▶ [EXERCISE TASKS]
**a)** Decide whether each statement below agrees with the passage on stillbirth predictors. Answer yes or no for each, quoting the words of the passage that decide it.
(i) Delivery type is named as an important predictor of stillbirth.
(ii) A previous study found that Caesarean section raises stillbirth rates.
(iii) Maternal age is among the most important predictors for stillbirth cases occurring before and during delivery.
**b)** In two sentences, summarize the passage on stillbirth predictors.
**c)** Continue the passage on stillbirth predictors from the point where it stops.

*** Opening of TEXT PROVIDED ***

Hospital type is a feature related to the healthcare system and it is identified as one of the most important features discriminating livebirth from stillbirth in this study. A previous study has confirmed the effect of the healthcare system on increasing or reducing the stillbirth rates .
Delivery type (vaginal birth or cesarean) is another important predictor of stillbirth in this study. A previous study has confirmed that the operative delivery, especially Caesarean section, can reduce the rates of stillbirth .
The most important predictors for stillbirth cases occurring before and during the delivery process are hospital, province, delivery main cause, perinatal abnormality, miscarriage number and maternal age.
Hospital is a component of a healthcare system and its quality of care can have important effect of controlling stillbirth cases occurring during delivery process. Moreover, different provinces may have different levels of quality of care and it has impact on stillbirth rates.
Delivery main cause is another high-ranked feature diagnosed in this study for differentiating between stillbirth occurring before delivery from stillbirth occurring during it. The previous studies has confirmed that labor complications and placenta problems can lead to stillbirth .
Perinatal abnormality is discussed and mentioned above. Therefore, we do not repeat it here.

*** Close of TEXT PROVIDED ***
*** Opening of DATASET ***

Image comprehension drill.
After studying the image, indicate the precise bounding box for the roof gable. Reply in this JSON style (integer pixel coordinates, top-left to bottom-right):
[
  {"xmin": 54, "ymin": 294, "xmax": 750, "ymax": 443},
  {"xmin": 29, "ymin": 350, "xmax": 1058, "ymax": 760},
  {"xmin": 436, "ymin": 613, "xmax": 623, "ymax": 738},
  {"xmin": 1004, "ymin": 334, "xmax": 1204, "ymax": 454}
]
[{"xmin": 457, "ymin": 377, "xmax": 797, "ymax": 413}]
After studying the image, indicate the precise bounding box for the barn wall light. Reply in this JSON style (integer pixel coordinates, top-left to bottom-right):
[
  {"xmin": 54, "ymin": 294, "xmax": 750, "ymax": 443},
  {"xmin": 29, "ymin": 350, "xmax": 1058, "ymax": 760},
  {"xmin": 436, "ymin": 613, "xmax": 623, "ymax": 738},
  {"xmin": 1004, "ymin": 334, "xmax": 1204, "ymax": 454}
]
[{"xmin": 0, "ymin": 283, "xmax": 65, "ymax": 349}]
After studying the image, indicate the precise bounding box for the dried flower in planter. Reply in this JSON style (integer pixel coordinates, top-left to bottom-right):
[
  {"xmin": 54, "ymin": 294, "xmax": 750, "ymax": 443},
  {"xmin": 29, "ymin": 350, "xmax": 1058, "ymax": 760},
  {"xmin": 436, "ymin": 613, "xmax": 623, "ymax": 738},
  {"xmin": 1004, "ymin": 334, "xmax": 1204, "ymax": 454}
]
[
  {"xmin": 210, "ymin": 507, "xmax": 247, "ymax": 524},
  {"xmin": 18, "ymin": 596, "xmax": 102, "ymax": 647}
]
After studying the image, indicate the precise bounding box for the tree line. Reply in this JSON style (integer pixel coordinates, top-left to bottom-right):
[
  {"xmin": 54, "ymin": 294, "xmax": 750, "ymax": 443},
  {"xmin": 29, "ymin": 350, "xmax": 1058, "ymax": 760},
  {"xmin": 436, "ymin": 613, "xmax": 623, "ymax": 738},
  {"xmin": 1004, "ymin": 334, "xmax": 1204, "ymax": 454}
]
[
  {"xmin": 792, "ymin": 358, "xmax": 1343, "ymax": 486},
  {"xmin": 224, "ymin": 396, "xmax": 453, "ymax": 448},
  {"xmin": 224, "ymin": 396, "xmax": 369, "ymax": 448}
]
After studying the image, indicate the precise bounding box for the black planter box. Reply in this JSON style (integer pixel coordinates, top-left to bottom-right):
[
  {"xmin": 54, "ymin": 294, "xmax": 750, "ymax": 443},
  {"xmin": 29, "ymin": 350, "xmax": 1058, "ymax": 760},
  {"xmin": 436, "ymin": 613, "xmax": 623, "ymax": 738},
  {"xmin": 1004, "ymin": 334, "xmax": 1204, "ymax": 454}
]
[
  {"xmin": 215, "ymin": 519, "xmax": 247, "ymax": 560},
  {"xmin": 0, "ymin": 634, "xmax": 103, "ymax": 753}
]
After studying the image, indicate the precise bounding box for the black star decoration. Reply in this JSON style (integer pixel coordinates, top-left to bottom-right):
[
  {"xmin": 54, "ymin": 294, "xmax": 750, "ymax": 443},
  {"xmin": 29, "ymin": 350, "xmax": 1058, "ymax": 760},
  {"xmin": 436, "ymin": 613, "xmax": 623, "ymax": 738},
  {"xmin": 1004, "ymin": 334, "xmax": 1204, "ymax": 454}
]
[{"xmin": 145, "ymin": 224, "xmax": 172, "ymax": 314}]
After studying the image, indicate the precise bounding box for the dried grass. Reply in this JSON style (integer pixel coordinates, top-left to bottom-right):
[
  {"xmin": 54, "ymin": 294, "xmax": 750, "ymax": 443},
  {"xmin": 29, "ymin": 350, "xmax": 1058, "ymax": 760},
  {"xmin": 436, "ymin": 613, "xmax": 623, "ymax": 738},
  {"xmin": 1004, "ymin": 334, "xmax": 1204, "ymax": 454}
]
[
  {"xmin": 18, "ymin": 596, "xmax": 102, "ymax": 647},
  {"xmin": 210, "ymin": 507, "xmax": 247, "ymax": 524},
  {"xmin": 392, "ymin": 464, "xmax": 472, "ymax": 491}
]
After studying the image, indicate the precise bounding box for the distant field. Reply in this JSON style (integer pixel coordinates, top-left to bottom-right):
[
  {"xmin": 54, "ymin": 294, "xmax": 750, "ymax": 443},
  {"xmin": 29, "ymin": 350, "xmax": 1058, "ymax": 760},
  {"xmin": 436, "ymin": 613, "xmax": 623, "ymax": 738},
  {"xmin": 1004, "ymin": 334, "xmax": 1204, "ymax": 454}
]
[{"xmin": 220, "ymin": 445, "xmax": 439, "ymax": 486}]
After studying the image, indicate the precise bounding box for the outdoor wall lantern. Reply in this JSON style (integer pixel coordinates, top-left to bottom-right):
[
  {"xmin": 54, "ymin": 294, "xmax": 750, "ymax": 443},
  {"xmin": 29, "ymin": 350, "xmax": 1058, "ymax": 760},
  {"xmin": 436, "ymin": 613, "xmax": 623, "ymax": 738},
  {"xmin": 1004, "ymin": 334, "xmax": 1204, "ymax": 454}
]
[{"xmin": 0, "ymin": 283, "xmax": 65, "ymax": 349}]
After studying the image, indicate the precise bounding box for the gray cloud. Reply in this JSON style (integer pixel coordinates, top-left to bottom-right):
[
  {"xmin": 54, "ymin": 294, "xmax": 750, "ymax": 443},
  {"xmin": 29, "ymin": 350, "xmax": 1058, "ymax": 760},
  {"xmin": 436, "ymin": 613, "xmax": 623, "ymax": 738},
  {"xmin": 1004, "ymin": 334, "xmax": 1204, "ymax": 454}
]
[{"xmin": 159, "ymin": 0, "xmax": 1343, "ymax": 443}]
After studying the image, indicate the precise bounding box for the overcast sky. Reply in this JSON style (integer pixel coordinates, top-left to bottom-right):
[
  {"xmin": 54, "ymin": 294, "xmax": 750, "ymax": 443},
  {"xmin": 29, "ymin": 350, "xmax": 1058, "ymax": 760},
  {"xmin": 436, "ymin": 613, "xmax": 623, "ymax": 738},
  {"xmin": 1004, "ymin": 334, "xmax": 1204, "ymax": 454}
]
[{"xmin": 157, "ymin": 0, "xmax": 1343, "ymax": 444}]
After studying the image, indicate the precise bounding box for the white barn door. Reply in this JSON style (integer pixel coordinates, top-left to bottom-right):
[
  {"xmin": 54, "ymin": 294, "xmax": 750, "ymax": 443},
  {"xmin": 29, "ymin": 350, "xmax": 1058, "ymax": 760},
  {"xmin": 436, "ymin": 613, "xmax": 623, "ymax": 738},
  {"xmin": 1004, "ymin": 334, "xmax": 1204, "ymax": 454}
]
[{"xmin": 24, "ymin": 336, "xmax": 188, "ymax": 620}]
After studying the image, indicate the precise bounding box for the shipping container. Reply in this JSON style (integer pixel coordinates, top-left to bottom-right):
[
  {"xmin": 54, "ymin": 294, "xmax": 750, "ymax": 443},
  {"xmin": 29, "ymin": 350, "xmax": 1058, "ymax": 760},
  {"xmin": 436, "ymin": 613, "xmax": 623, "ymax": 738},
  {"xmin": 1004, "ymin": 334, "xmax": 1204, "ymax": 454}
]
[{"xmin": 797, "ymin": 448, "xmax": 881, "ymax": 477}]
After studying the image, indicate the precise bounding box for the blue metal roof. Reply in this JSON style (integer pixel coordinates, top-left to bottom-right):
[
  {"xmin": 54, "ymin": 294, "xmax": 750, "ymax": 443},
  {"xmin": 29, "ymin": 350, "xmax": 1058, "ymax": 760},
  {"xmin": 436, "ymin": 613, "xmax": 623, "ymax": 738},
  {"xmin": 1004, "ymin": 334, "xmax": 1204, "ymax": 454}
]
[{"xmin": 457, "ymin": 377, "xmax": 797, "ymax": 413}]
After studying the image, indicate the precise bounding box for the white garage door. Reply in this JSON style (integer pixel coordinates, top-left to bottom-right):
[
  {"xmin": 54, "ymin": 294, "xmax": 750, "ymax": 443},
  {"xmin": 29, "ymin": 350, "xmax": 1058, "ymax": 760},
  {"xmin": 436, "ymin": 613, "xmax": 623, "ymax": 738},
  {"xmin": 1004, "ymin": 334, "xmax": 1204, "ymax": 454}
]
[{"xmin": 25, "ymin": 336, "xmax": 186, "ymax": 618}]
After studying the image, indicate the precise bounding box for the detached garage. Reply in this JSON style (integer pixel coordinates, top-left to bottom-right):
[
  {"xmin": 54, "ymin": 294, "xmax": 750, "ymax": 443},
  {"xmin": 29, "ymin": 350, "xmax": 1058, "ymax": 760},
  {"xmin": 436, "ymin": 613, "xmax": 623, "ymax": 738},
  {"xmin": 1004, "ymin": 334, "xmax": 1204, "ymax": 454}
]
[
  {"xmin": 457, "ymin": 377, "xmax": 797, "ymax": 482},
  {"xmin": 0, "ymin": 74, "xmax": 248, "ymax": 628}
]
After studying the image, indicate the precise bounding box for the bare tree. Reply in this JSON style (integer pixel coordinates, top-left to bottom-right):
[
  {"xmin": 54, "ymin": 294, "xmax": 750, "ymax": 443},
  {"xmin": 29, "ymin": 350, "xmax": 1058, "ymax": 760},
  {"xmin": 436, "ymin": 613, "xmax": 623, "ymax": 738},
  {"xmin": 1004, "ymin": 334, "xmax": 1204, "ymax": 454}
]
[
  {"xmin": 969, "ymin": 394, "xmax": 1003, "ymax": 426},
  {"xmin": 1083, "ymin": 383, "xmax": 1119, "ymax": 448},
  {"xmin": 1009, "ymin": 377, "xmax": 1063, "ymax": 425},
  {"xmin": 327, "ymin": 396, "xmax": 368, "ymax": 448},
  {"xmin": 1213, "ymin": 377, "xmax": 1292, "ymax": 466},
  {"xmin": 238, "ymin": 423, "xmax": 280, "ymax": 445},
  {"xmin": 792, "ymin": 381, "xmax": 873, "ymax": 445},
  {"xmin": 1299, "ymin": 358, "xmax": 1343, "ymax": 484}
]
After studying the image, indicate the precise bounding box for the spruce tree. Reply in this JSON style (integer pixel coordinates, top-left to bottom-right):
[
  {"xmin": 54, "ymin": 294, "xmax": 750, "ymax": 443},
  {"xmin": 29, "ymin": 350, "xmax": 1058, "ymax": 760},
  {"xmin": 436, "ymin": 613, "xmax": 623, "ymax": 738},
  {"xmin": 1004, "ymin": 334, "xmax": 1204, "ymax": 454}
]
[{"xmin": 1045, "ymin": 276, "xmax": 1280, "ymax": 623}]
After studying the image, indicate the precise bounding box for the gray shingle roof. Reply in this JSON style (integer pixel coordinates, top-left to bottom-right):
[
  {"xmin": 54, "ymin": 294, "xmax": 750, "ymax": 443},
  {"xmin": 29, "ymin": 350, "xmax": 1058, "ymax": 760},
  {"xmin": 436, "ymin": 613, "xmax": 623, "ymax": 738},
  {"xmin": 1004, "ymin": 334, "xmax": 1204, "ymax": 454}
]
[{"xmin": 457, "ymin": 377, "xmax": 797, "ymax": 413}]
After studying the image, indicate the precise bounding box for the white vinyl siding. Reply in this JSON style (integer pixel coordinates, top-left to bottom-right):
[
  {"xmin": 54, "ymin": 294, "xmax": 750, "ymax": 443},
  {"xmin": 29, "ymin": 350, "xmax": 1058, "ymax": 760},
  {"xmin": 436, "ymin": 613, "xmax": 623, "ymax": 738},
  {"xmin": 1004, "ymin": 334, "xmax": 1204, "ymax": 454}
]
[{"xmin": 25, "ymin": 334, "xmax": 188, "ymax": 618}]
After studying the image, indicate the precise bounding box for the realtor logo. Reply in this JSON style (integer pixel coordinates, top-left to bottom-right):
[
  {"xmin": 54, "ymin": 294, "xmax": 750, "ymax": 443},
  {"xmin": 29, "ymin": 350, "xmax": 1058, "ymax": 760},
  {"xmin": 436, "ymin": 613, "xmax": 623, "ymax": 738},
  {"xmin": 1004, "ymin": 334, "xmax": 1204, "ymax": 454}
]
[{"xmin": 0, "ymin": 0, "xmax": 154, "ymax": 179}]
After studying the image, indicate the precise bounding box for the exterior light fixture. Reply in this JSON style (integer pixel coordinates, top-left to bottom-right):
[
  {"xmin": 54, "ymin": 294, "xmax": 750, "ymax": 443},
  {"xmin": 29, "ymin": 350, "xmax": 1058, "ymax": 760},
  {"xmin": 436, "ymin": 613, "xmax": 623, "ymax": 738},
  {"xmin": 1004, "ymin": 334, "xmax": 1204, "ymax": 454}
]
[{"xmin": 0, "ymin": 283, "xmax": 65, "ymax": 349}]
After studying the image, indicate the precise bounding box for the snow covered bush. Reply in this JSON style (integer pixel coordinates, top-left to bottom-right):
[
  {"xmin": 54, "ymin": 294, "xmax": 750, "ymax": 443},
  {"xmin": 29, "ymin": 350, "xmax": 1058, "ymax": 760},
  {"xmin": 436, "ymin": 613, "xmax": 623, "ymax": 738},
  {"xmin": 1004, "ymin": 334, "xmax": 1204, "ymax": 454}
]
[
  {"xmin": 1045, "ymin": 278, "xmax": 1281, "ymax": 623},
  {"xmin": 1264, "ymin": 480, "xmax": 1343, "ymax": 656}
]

*** Close of DATASET ***

▶ [TASK RESULTS]
**a)**
(i) Yes: "Delivery type (vaginal birth or cesarean) is another important predictor of stillbirth in this study."
(ii) No: "the operative delivery, especially Caesarean section, can reduce the rates of stillbirth"
(iii) Yes: "The most important predictors for stillbirth cases occurring before and during the delivery process are hospital, province, delivery main cause, perinatal abnormality, miscarriage number and maternal age."

**b)** Hospital type and delivery type are important features for telling livebirth from stillbirth, and earlier studies confirm that the healthcare system and operative delivery affect stillbirth rates. For separating stillbirth before delivery from stillbirth during delivery, the top predictors are hospital, province, delivery main cause, perinatal abnormality, miscarriage number and maternal age, with quality of care and labor or placenta complications playing a role.

**c)**
Miscarriage number is one of the top-features in this study to discriminate stillbirth before from delivery and stillbirth during the labor. The previous studies have found the previous pregnancy loss as an independent factor leading to stillbirth .
Maternal advanced age is identified as a high-ranked discriminator for predicting different types of stillbirth cases and it has been recognized as an important predictor leading to stillbirth before delivery in the previous studies, too .
The high-ranked predictors of livebirth, stillbirth before delivery and stillbirth during it should be categorized into manageable and unmanageable factors. For manageable factors, the appropriate policies for monitoring and management of them can be adapted to prevent or at least reduce the stillbirth cases.
It is suggested that finding the effectiveness of different policies taken for monitoring and management of high-ranked predictors of stillbirth as a future research direction.
The main limitations of our study are lacking the information of gene expression data and some biomarkers which are important risk factors of occurring stillbirth. Moreover, life style information for pregnant women is not available which may have significant discriminative power between stillbirth and living birth cases.
Therefore, it is proposed to augment IMAN registry dataset with genetic descriptors for maternal and prenatal and life style characteristics for pregnant women to be considered in the future studies for stillbirth prediction.
Moreover, it is suggested to collect data for several years which enables the researchers to find the effect of the environmental factors such as air pollutants, weather condition, epidemic and pandemic situations of infectious diseases, seasonal diseases and other factors on stillbirth and livebirth patterns.
On the other hand, designing and implementing mobile applications to help maternal women for monitoring their health status and preventing from stillbirth due to manageable important factors can be another proposed research opportunity.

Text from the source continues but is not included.